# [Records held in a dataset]

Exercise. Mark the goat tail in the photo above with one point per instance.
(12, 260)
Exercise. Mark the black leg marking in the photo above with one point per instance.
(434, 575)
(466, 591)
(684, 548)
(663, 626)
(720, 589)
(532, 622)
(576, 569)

# [Aim of the exercise]
Express every line of the items above as a Markdown table with the columns Row and Line. Number the rows and leave out any blank lines.

# [Answer below]
| Row | Line |
|---|---|
| 1 | Exercise. Mark the goat tail in the photo above with one point per instance. |
| 2 | (12, 260) |
| 3 | Exercise. Mark the black leg marking in the photo above with one point per instance. |
| 4 | (434, 575) |
| 5 | (466, 591) |
| 6 | (684, 548) |
| 7 | (663, 626) |
| 8 | (720, 589) |
| 9 | (532, 622) |
| 10 | (576, 569) |